___ Records shown

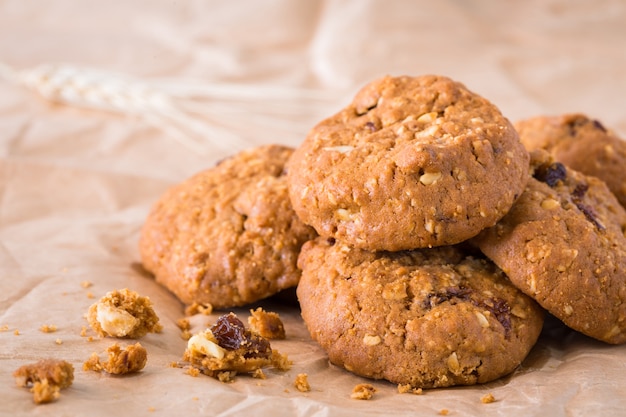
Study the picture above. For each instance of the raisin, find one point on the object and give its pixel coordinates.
(577, 198)
(256, 347)
(231, 334)
(551, 174)
(449, 294)
(580, 191)
(498, 307)
(229, 331)
(599, 126)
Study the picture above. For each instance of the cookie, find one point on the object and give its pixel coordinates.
(227, 236)
(580, 143)
(412, 162)
(426, 317)
(563, 244)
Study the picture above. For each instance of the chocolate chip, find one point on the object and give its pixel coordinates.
(371, 126)
(551, 174)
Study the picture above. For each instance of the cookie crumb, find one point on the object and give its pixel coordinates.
(363, 392)
(120, 361)
(259, 374)
(48, 328)
(302, 383)
(408, 389)
(192, 372)
(123, 313)
(198, 308)
(487, 398)
(185, 326)
(228, 348)
(266, 324)
(45, 378)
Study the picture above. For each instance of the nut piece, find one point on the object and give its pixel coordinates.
(487, 398)
(370, 340)
(429, 178)
(123, 313)
(453, 363)
(205, 344)
(266, 324)
(115, 321)
(363, 392)
(229, 348)
(302, 383)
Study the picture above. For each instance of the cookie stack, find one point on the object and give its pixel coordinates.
(403, 185)
(424, 238)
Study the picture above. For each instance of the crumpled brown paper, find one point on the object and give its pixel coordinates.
(76, 184)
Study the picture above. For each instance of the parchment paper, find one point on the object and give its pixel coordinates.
(76, 184)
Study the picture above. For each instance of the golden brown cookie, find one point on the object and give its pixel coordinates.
(427, 317)
(411, 162)
(563, 244)
(582, 144)
(227, 236)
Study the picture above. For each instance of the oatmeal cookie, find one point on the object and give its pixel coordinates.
(227, 236)
(582, 144)
(412, 162)
(563, 244)
(427, 317)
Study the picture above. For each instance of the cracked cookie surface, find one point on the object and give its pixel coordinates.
(412, 162)
(563, 243)
(428, 317)
(582, 144)
(227, 236)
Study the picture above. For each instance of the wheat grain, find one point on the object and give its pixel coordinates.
(185, 110)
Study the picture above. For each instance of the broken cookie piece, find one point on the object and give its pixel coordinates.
(228, 348)
(123, 313)
(45, 378)
(120, 360)
(266, 324)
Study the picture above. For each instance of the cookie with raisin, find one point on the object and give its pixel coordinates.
(581, 143)
(426, 318)
(563, 244)
(227, 236)
(411, 162)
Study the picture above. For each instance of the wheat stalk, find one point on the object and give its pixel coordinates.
(181, 108)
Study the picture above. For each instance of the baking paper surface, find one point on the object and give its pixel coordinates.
(76, 183)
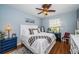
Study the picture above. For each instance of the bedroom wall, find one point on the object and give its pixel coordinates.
(14, 17)
(68, 21)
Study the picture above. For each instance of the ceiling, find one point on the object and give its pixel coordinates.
(30, 9)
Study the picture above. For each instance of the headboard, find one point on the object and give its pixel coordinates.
(25, 29)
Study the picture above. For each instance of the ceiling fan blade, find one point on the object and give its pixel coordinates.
(51, 10)
(40, 12)
(49, 5)
(46, 6)
(39, 9)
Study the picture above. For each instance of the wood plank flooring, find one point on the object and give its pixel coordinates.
(60, 48)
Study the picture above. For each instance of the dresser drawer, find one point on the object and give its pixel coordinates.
(7, 42)
(8, 45)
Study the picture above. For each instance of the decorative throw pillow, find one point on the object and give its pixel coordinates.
(34, 31)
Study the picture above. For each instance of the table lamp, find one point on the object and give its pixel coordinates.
(8, 29)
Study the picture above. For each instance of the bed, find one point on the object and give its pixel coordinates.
(37, 42)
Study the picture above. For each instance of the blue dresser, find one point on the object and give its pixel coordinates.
(8, 44)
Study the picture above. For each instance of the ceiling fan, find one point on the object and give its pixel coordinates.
(45, 9)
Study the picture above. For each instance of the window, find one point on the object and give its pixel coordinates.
(54, 25)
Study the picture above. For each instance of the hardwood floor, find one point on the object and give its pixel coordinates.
(60, 48)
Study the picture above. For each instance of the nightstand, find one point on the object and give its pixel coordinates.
(58, 36)
(8, 44)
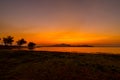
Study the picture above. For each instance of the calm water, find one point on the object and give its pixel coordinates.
(113, 50)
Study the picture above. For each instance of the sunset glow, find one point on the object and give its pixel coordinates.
(62, 21)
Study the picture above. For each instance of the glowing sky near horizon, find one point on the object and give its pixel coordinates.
(61, 21)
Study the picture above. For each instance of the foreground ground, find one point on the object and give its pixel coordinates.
(43, 65)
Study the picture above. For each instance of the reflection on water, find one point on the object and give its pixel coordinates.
(114, 50)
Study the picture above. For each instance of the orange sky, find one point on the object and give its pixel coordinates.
(62, 21)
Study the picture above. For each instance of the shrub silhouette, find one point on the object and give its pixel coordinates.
(31, 45)
(8, 40)
(21, 42)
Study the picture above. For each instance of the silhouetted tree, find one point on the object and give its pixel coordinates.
(8, 40)
(21, 42)
(31, 45)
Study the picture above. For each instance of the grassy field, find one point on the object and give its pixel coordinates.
(43, 65)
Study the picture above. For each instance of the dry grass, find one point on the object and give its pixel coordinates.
(43, 65)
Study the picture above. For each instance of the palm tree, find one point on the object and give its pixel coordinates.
(31, 45)
(21, 42)
(8, 40)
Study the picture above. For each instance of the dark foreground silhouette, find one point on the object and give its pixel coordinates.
(43, 65)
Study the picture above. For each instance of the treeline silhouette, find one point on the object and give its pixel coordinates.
(8, 41)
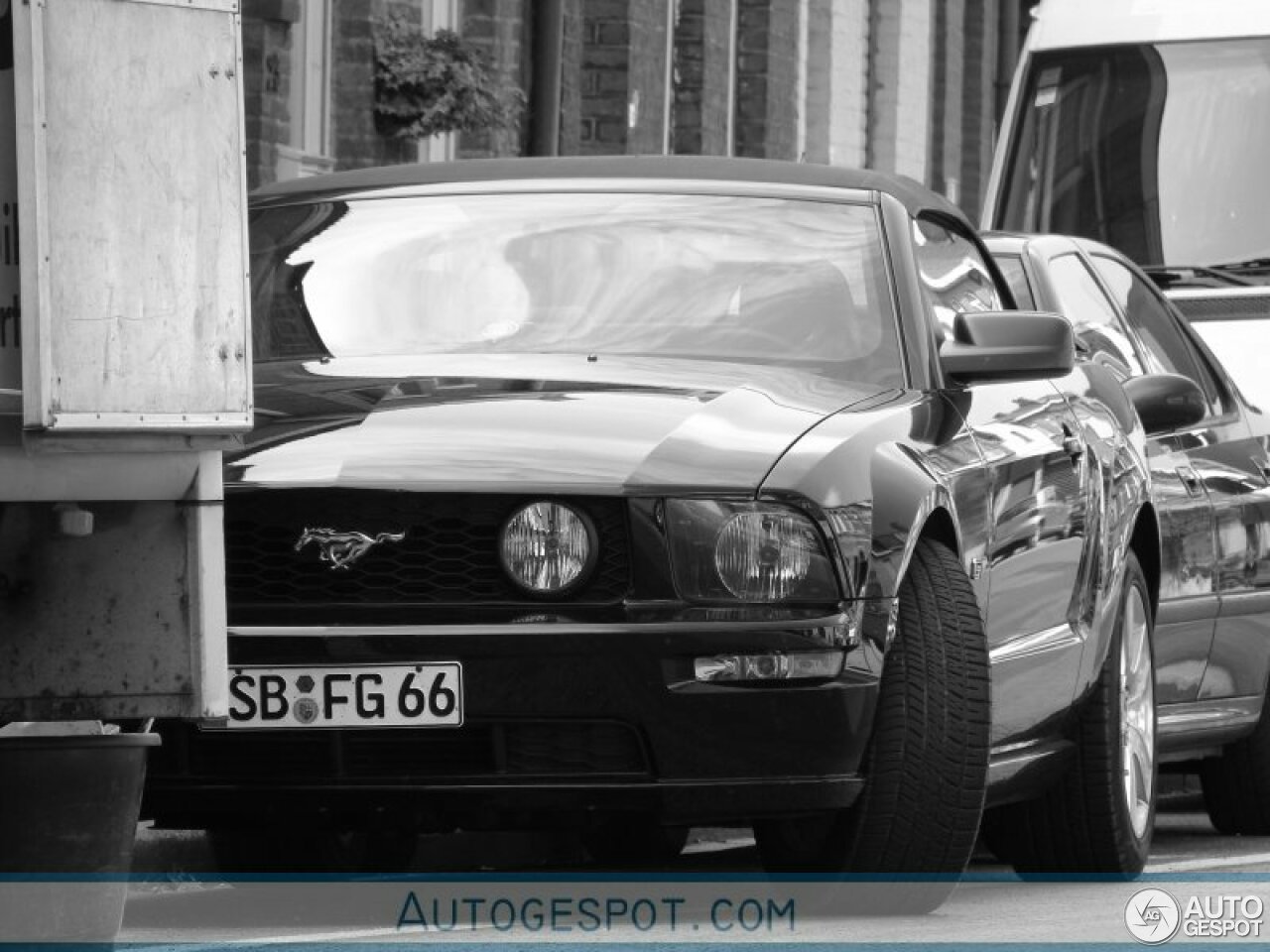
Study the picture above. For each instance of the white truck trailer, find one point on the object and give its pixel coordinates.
(125, 371)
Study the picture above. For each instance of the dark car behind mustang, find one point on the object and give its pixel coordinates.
(642, 494)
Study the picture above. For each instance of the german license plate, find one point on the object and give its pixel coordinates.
(379, 696)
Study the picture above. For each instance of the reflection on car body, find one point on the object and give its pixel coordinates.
(1209, 485)
(694, 481)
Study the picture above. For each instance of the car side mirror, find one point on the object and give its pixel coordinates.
(1166, 402)
(1008, 345)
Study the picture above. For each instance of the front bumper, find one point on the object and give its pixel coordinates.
(559, 720)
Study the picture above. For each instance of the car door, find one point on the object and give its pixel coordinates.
(1230, 465)
(1037, 509)
(1189, 604)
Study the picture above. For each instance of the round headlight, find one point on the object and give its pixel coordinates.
(763, 556)
(548, 547)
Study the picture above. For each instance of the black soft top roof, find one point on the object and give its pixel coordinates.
(915, 195)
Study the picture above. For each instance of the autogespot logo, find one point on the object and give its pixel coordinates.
(1152, 916)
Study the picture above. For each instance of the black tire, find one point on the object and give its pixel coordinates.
(926, 762)
(1086, 824)
(291, 851)
(1237, 783)
(634, 841)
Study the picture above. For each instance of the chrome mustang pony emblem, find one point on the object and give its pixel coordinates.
(343, 548)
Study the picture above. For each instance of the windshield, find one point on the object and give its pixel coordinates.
(1161, 150)
(706, 277)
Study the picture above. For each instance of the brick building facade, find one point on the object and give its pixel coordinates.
(902, 85)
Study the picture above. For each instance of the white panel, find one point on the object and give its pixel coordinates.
(1064, 23)
(132, 200)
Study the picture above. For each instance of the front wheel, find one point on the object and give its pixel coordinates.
(1100, 817)
(928, 757)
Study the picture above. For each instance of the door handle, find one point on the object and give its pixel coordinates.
(1072, 444)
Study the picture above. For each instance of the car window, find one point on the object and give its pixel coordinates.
(953, 275)
(1092, 316)
(746, 280)
(1012, 268)
(1156, 326)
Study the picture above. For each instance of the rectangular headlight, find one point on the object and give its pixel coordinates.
(746, 551)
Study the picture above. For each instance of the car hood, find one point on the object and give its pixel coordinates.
(529, 422)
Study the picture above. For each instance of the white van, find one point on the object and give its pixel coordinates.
(1144, 125)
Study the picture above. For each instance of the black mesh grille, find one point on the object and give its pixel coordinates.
(1224, 307)
(407, 756)
(448, 555)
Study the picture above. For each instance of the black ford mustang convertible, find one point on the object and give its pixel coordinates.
(633, 495)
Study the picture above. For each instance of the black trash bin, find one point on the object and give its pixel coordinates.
(67, 824)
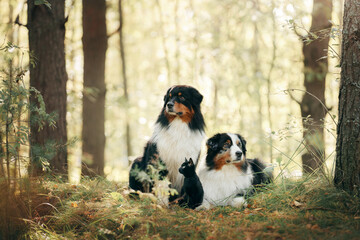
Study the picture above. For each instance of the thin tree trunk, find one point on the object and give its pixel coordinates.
(94, 46)
(315, 70)
(125, 83)
(163, 41)
(177, 43)
(195, 65)
(268, 81)
(256, 76)
(46, 41)
(347, 170)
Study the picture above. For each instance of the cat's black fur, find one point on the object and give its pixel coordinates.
(192, 192)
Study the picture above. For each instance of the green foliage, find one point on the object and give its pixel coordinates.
(98, 209)
(15, 109)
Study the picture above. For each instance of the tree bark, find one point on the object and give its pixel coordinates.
(94, 47)
(347, 170)
(46, 41)
(315, 70)
(125, 82)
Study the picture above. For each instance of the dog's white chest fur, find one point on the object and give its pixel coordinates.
(175, 143)
(222, 186)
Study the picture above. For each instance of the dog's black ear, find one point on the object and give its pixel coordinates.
(213, 142)
(166, 97)
(196, 96)
(243, 143)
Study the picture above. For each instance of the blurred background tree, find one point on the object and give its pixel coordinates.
(93, 125)
(46, 25)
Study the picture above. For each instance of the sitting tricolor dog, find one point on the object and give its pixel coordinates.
(227, 175)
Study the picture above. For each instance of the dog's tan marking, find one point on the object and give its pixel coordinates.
(187, 114)
(239, 165)
(221, 160)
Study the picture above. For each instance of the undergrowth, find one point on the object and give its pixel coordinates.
(99, 209)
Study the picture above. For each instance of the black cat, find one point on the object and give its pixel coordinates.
(192, 192)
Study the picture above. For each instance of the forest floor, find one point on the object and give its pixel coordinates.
(99, 209)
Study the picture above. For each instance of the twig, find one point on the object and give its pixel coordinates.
(322, 104)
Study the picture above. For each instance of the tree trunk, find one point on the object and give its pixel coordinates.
(46, 41)
(315, 70)
(125, 83)
(347, 170)
(94, 46)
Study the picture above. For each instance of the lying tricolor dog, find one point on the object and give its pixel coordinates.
(227, 175)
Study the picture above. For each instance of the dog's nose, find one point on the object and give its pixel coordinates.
(238, 154)
(170, 104)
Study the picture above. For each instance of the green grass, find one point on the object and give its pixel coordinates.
(99, 209)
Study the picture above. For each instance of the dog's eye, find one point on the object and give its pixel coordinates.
(226, 146)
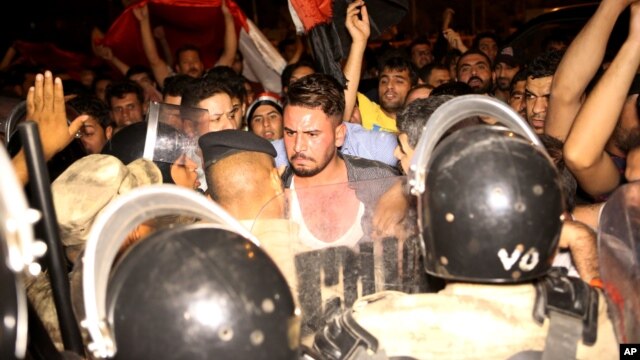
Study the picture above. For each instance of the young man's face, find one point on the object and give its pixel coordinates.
(489, 47)
(266, 122)
(127, 110)
(516, 98)
(421, 55)
(475, 70)
(393, 88)
(189, 63)
(143, 80)
(94, 136)
(222, 113)
(537, 93)
(504, 75)
(311, 139)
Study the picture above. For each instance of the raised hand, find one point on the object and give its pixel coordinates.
(158, 32)
(45, 106)
(357, 21)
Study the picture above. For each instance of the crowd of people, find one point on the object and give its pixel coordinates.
(321, 175)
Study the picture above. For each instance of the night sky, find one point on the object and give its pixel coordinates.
(68, 22)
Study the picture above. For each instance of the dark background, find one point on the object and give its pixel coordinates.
(68, 23)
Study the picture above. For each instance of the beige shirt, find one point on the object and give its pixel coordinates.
(467, 321)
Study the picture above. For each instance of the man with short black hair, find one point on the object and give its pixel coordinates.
(474, 69)
(264, 117)
(126, 102)
(507, 64)
(421, 52)
(240, 172)
(397, 76)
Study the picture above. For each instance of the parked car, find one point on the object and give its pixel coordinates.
(563, 23)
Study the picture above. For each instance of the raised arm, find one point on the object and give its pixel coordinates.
(158, 33)
(230, 37)
(584, 150)
(8, 58)
(159, 67)
(357, 23)
(578, 66)
(45, 106)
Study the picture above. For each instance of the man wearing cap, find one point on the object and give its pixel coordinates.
(474, 69)
(506, 66)
(240, 172)
(264, 116)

______

> [Task item] Every line from the one containing "Study the picture above. For each instance of the man with" to the end of the entries must be set down exactly, with none omitted and none added.

> [Answer box]
Study the picture above. For each instance of the man with short black hair, find one point on the object and give its pixel coordinates.
(474, 69)
(264, 117)
(126, 102)
(507, 64)
(421, 52)
(240, 172)
(397, 76)
Study the picture above. For each instance of the parked car, find one point on the object and give its pixel coordinates.
(563, 23)
Study the picture above. For each instance of the raised arm, find one point on the object and give its pixel coordinates.
(158, 33)
(230, 37)
(584, 150)
(8, 58)
(159, 67)
(357, 23)
(578, 66)
(45, 106)
Study the picture above. For each instance of the man wearing cap, find one point on the object and give its pixel coordinates.
(474, 69)
(506, 66)
(240, 172)
(264, 116)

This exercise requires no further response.